----- ENTRIES SHOWN -----

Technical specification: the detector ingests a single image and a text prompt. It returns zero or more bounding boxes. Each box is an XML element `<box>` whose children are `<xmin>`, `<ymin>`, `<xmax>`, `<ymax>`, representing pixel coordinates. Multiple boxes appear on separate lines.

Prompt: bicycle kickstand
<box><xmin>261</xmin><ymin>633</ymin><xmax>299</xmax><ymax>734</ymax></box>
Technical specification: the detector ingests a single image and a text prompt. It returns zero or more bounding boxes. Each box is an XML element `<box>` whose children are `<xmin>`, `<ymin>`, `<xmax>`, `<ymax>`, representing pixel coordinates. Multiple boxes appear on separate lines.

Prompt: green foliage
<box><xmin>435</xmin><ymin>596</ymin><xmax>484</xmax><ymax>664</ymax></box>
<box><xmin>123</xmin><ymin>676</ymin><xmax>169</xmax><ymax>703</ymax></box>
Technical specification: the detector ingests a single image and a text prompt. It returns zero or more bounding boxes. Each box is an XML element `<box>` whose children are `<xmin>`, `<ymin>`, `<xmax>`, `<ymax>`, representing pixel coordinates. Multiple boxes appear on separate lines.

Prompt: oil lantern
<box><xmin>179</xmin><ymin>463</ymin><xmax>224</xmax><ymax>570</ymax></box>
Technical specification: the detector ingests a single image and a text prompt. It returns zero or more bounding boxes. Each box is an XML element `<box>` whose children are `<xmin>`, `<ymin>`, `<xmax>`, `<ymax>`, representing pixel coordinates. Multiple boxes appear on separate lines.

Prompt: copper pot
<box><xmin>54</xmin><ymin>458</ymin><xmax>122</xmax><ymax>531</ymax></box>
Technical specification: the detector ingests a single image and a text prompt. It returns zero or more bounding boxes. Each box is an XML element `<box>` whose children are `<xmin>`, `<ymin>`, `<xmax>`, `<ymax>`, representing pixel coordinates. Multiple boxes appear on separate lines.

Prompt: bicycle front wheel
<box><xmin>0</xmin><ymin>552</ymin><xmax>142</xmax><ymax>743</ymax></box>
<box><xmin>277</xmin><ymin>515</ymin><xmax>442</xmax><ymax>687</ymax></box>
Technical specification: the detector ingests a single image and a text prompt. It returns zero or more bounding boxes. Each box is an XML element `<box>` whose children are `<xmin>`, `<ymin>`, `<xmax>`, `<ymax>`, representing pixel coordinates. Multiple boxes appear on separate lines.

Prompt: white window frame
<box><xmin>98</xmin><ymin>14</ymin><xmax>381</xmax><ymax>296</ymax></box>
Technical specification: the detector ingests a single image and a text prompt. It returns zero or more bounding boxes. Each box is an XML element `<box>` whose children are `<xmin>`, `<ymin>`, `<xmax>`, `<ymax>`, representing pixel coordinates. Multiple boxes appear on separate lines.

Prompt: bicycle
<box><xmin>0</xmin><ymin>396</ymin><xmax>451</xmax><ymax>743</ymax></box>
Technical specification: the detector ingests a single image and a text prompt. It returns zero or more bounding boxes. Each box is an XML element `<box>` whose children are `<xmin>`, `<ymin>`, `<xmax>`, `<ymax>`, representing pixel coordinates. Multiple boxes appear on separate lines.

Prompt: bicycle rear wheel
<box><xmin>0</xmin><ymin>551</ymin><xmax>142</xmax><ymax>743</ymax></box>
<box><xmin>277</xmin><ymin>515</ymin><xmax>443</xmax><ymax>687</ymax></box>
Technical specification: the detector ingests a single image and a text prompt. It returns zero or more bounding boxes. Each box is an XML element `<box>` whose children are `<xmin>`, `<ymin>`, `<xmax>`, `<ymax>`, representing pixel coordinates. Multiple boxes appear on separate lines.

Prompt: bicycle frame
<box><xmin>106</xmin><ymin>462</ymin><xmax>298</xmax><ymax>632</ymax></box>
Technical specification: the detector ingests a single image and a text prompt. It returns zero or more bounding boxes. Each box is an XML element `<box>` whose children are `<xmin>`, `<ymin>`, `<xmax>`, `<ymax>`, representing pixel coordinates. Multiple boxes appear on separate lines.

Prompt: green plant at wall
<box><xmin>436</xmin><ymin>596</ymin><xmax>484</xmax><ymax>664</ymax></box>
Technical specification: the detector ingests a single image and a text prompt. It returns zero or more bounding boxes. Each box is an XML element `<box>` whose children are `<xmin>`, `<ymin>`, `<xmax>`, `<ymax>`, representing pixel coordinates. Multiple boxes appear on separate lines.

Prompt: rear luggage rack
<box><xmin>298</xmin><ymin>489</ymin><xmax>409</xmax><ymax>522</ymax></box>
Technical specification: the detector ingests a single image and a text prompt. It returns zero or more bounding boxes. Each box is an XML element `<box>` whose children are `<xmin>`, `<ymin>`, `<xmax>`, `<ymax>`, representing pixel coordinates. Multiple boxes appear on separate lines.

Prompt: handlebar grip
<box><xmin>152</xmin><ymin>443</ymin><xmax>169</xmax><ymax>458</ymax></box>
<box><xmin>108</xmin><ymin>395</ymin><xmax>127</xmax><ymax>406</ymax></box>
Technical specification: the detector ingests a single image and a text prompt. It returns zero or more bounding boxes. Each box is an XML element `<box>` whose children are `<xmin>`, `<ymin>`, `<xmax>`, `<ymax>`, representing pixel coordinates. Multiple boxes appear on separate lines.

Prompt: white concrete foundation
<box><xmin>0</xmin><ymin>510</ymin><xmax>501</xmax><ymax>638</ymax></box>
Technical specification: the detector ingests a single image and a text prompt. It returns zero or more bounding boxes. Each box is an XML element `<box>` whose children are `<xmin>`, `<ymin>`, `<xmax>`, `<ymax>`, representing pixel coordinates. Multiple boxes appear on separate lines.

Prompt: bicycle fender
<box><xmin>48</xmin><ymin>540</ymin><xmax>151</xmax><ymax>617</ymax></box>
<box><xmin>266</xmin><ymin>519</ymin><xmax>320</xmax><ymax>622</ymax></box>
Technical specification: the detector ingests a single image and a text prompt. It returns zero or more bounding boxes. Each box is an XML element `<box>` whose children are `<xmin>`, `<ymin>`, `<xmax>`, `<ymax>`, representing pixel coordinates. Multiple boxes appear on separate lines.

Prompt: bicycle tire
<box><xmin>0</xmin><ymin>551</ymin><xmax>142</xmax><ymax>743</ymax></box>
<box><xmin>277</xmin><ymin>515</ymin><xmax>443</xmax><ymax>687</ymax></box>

-----

WORK TO COMPLETE |
Word for word, restate all of the data shown above.

ANSWER TO THIS EXERCISE |
Technical specification: the detector ingests a single image and a text prompt. It returns zero or more bounding boxes. Each box is an XML element `<box>` whose children are `<xmin>`, `<ymin>`, `<xmax>`, `<ymax>`, representing pixel coordinates. Multiple boxes appear on separate lines.

Prompt: bicycle kickstand
<box><xmin>261</xmin><ymin>633</ymin><xmax>299</xmax><ymax>734</ymax></box>
Technical specification: the detector ingests a single image and a text prompt. It returns zero or more bounding boxes. Each box is an XML element `<box>` whose children are `<xmin>`, `<ymin>`, `<xmax>`, `<ymax>`, representing pixel coordinates. Multiple boxes appear on separate lines.

Prompt: green foliage
<box><xmin>435</xmin><ymin>596</ymin><xmax>484</xmax><ymax>664</ymax></box>
<box><xmin>123</xmin><ymin>676</ymin><xmax>169</xmax><ymax>703</ymax></box>
Technical specification: the detector ingests a single image and a text prompt. It returns zero or more bounding boxes. Each box is an XML element `<box>` whose children are `<xmin>`, `<ymin>`, `<xmax>`, `<ymax>`, representing pixel coordinates. Multiple boxes appear on separate lines.

Prompt: oil lantern
<box><xmin>179</xmin><ymin>463</ymin><xmax>224</xmax><ymax>570</ymax></box>
Technical specification: the detector ingests a single image and a text prompt. It returns zero or more bounding boxes. Each box is an XML element `<box>` whose children are `<xmin>`, `<ymin>`, `<xmax>`, `<ymax>`, representing pixel coordinates. Multiple boxes appear on separate lines.

Prompt: copper pot
<box><xmin>54</xmin><ymin>458</ymin><xmax>122</xmax><ymax>531</ymax></box>
Technical specification: the detector ingests a single image and a text prompt. It returns zero or more bounding boxes. Each box is an XML element `<box>` whose children are `<xmin>`, `<ymin>`, `<xmax>`, `<ymax>`, representing pixel coordinates. Multiple boxes appear on separate lines.

Prompt: bicycle front wheel
<box><xmin>0</xmin><ymin>552</ymin><xmax>142</xmax><ymax>743</ymax></box>
<box><xmin>277</xmin><ymin>515</ymin><xmax>442</xmax><ymax>687</ymax></box>
Technical specification: the detector ingests a single image and a text prompt. It returns zero or more bounding boxes. Each box is an XML element `<box>` whose children are `<xmin>`, `<ymin>`, `<xmax>`, `<ymax>`, representing pixel coordinates. Multiple boxes appear on separate lines.

Prompt: white window frame
<box><xmin>98</xmin><ymin>14</ymin><xmax>381</xmax><ymax>296</ymax></box>
Technical specification: the detector ingests a single image and a text prompt. It returns zero or more bounding boxes. Each box is an XML element `<box>` whose children are `<xmin>`, `<ymin>`, `<xmax>`, `<ymax>`, representing pixel coordinates. Multiple boxes appear on separate lines.

Prompt: bicycle
<box><xmin>0</xmin><ymin>396</ymin><xmax>451</xmax><ymax>743</ymax></box>
Technical specification: the detector ingests a single image and a text prompt. It returns zero or more bounding boxes. Each box is an XML element `<box>` whose children are `<xmin>`, `<ymin>`, `<xmax>`, `<ymax>`, representing pixel coordinates. Multiple boxes appear on separate lines.

Prompt: bicycle rear wheel
<box><xmin>0</xmin><ymin>551</ymin><xmax>142</xmax><ymax>743</ymax></box>
<box><xmin>277</xmin><ymin>515</ymin><xmax>443</xmax><ymax>687</ymax></box>
Technical specification: the detector ingests a single image and a text prompt. It returns zero or more bounding boxes. Each box is an XML element `<box>` whose children are `<xmin>`, `<ymin>`, `<xmax>`, `<ymax>`, representing pixel coordinates. Multiple boxes appear on separate lines.

Prompt: bicycle frame
<box><xmin>106</xmin><ymin>462</ymin><xmax>298</xmax><ymax>632</ymax></box>
Technical specification: the detector ingests a single image and a text prompt. It returns zero or more bounding boxes. Each box is an XML element `<box>` whose children are `<xmin>`, `<ymin>`, `<xmax>`, `<ymax>`, representing pixel coordinates. Multiple boxes appear on separate lines.

Prompt: green plant at wall
<box><xmin>436</xmin><ymin>596</ymin><xmax>484</xmax><ymax>664</ymax></box>
Technical specification: the detector ingests a single image and a text prompt. It returns zero or more bounding boxes. Each box is an XML element `<box>` whose children are `<xmin>`, `<ymin>`, `<xmax>`, `<ymax>`, representing pixel coordinates. Multiple boxes appear on separate lines.

Prompt: rear luggage rack
<box><xmin>298</xmin><ymin>489</ymin><xmax>409</xmax><ymax>522</ymax></box>
Technical specification: the detector ingests a single image and a text prompt. It returns zero or more bounding boxes. Each box is an XML element `<box>` whose children are `<xmin>`, `<ymin>`, `<xmax>`, `<ymax>`, representing pixel coordinates. Multiple boxes appear on separate lines.

Prompt: handlebar grip
<box><xmin>152</xmin><ymin>443</ymin><xmax>169</xmax><ymax>458</ymax></box>
<box><xmin>108</xmin><ymin>395</ymin><xmax>127</xmax><ymax>406</ymax></box>
Technical specification: the detector ingests a single image and a text prompt. It returns zero or more bounding boxes. Each box is an XML element `<box>` whose children are `<xmin>`, `<ymin>`, `<xmax>`, `<ymax>`, representing pixel coordinates. Multiple boxes appear on separate lines.

Prompt: white concrete foundation
<box><xmin>0</xmin><ymin>510</ymin><xmax>501</xmax><ymax>638</ymax></box>
Technical specification: the detector ingests a single image and a text prompt. It returns zero or more bounding boxes. Each box is an XML element `<box>` whose children are `<xmin>`, `<ymin>`, `<xmax>`, `<ymax>`, representing pixel coordinates. Multiple boxes appear on separate lines.

Prompt: bicycle fender
<box><xmin>48</xmin><ymin>540</ymin><xmax>151</xmax><ymax>617</ymax></box>
<box><xmin>266</xmin><ymin>519</ymin><xmax>320</xmax><ymax>622</ymax></box>
Technical specification: the detector ingests a single image and a text prompt. It returns zero or more bounding boxes. Each box is an XML element `<box>` whose children are `<xmin>`, `<ymin>`, `<xmax>`, `<ymax>`, representing pixel coordinates. Multiple boxes appear on separate lines.

Prompt: bicycle tire
<box><xmin>0</xmin><ymin>551</ymin><xmax>142</xmax><ymax>743</ymax></box>
<box><xmin>277</xmin><ymin>515</ymin><xmax>443</xmax><ymax>687</ymax></box>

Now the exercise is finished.